— start Records to process —

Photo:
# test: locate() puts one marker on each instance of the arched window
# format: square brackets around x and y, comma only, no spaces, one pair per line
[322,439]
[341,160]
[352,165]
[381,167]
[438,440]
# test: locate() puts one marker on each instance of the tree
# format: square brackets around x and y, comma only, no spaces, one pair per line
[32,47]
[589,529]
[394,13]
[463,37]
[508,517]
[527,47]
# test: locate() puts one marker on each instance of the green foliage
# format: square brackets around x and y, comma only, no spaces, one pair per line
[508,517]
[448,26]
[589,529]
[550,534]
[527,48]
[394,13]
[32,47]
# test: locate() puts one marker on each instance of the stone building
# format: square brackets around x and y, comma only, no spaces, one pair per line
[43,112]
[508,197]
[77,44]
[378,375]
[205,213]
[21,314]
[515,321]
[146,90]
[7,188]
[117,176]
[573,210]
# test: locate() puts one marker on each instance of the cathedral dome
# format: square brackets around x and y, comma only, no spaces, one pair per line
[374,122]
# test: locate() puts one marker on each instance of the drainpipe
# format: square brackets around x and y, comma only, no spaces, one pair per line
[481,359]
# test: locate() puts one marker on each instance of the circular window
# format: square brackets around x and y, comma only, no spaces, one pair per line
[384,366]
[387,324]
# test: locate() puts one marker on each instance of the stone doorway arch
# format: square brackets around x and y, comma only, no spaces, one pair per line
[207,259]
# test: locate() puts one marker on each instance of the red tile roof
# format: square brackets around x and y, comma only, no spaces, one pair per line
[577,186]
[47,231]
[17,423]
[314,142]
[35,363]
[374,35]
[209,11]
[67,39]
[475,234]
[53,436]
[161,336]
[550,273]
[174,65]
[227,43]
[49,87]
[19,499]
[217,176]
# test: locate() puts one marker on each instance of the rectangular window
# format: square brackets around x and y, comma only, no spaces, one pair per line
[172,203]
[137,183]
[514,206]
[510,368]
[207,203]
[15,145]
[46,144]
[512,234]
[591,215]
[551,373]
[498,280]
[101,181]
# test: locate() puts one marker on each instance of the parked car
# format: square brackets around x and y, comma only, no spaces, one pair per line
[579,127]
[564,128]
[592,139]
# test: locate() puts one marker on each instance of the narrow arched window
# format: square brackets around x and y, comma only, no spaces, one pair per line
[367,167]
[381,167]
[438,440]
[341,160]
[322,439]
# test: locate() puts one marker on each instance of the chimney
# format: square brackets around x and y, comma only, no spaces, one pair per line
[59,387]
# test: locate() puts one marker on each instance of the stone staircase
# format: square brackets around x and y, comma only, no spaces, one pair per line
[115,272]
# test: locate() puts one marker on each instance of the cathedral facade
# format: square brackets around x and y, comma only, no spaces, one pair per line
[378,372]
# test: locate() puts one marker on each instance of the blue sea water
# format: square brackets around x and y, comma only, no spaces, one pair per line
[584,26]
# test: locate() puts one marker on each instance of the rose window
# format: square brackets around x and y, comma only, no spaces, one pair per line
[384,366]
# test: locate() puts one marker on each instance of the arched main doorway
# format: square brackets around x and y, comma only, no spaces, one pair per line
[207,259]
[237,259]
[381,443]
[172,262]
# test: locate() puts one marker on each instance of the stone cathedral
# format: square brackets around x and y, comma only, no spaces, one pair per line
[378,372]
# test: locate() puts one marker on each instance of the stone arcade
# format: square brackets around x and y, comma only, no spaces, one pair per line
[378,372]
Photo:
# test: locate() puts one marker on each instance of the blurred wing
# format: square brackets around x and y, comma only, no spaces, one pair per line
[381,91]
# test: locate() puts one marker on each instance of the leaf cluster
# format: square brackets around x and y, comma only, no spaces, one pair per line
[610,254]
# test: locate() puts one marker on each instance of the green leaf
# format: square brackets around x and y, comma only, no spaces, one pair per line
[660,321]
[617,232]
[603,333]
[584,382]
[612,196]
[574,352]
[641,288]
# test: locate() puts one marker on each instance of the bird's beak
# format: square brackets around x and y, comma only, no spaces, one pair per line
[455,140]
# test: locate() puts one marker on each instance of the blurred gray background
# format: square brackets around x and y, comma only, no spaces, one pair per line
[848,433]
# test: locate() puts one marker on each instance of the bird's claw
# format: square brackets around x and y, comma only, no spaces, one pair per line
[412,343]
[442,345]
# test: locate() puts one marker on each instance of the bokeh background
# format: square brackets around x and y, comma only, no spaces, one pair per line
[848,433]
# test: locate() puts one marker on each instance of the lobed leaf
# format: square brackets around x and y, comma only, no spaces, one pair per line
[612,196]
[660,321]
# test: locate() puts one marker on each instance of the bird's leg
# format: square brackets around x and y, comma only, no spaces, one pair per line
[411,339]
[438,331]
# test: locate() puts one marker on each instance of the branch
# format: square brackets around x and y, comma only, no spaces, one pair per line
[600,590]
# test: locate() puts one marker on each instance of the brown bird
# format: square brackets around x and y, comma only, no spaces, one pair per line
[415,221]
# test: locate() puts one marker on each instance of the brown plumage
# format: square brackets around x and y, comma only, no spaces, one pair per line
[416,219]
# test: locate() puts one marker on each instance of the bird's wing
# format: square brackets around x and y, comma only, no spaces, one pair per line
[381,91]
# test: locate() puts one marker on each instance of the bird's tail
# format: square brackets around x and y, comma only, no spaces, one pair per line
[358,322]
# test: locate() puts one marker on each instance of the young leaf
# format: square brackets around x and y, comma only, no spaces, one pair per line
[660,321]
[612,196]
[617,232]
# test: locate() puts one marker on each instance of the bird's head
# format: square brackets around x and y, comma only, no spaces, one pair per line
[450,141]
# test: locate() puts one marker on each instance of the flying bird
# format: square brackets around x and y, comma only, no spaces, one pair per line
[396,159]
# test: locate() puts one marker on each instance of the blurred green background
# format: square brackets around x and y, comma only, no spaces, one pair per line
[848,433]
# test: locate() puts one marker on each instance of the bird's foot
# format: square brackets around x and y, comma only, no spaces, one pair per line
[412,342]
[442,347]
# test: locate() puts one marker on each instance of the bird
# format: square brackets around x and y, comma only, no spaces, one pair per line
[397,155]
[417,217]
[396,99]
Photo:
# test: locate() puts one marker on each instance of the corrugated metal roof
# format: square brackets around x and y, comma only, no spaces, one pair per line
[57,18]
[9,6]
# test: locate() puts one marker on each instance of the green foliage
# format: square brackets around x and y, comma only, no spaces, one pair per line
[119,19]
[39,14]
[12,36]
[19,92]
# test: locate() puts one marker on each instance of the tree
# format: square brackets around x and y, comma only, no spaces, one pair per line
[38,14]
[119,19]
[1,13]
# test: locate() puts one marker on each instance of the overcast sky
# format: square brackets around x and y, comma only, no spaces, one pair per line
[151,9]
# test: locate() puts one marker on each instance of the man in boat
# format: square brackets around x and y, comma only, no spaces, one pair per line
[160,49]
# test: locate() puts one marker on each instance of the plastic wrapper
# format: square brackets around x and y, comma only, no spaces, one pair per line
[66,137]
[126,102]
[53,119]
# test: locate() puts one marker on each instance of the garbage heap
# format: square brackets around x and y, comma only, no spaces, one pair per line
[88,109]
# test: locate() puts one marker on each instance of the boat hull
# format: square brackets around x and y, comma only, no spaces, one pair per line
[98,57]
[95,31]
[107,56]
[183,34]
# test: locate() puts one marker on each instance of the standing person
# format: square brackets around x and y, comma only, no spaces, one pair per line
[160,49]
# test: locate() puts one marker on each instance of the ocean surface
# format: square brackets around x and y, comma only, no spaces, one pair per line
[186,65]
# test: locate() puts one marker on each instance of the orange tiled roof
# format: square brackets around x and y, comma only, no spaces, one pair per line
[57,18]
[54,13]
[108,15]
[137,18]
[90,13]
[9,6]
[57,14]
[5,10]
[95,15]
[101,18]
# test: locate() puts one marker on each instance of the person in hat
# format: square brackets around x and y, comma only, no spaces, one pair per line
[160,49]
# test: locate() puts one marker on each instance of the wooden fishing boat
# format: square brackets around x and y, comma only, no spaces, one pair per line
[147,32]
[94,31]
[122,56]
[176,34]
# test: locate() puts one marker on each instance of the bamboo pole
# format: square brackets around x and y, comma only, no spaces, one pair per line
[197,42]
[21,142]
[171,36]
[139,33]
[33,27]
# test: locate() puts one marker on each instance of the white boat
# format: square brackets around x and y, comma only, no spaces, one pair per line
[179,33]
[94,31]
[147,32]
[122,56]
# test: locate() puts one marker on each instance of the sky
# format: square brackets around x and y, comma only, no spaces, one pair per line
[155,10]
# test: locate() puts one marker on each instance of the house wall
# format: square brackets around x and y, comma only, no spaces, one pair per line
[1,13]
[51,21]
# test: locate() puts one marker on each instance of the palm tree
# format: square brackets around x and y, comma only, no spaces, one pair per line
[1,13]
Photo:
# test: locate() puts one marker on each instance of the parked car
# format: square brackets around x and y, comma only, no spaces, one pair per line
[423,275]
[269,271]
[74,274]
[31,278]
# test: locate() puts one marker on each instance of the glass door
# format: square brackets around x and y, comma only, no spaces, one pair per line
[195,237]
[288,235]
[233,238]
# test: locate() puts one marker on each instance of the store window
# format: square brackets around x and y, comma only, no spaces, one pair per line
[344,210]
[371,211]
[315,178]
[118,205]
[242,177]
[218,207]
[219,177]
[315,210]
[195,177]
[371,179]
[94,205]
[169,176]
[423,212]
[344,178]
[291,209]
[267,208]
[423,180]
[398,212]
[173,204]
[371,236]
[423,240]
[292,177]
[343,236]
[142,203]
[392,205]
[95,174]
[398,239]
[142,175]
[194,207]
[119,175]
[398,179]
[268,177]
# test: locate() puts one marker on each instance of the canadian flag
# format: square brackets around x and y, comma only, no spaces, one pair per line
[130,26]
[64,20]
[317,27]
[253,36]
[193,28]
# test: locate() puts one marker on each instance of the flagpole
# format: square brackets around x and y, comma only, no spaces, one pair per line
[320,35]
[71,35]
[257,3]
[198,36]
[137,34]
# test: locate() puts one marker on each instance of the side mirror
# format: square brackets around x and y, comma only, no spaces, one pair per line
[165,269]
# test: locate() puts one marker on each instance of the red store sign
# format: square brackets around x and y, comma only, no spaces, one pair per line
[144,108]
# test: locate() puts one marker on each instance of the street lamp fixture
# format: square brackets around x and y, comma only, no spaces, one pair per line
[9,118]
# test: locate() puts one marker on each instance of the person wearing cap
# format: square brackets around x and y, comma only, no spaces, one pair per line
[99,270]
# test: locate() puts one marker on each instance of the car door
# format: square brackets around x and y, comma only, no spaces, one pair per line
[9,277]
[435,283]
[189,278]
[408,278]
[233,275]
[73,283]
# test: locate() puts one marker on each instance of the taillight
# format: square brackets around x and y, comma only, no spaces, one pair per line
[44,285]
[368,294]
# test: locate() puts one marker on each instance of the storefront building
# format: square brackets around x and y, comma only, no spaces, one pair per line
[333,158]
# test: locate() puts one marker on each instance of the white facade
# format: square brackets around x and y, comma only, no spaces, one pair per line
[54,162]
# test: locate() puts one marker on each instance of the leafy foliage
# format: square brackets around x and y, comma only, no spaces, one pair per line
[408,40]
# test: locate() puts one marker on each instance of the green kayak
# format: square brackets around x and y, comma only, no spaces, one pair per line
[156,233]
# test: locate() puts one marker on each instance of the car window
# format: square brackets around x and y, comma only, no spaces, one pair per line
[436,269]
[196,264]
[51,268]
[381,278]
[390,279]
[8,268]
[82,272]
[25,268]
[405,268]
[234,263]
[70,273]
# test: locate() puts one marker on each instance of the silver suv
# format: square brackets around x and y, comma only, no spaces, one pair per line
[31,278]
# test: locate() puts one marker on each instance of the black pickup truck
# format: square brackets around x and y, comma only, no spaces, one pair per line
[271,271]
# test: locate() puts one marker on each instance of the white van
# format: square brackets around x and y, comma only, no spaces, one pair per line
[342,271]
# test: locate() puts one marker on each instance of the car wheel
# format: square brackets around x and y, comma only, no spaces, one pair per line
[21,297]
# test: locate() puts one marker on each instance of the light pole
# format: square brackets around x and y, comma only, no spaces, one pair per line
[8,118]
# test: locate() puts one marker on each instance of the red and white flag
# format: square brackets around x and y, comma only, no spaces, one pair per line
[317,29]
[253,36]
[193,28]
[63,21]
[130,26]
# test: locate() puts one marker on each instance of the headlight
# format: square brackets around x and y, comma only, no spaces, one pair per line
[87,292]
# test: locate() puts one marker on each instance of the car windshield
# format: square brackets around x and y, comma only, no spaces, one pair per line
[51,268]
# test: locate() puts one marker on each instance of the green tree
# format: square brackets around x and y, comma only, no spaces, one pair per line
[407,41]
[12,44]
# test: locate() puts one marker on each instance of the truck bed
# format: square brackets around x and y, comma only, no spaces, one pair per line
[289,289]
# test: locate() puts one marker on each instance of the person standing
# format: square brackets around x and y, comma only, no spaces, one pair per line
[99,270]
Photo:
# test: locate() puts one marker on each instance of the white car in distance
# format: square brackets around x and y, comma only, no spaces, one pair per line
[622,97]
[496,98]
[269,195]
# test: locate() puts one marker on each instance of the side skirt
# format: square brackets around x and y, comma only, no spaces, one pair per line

— end Records to process —

#### What the task asks
Copy word for word everything in the listing above, from the line containing "the side skirt" down to the end of the listing.

#### Solution to the exercise
# test: locate() puts one marker on each instance of the side skirt
# format: square brackets around x and y, comma only, no spaces, one pair per line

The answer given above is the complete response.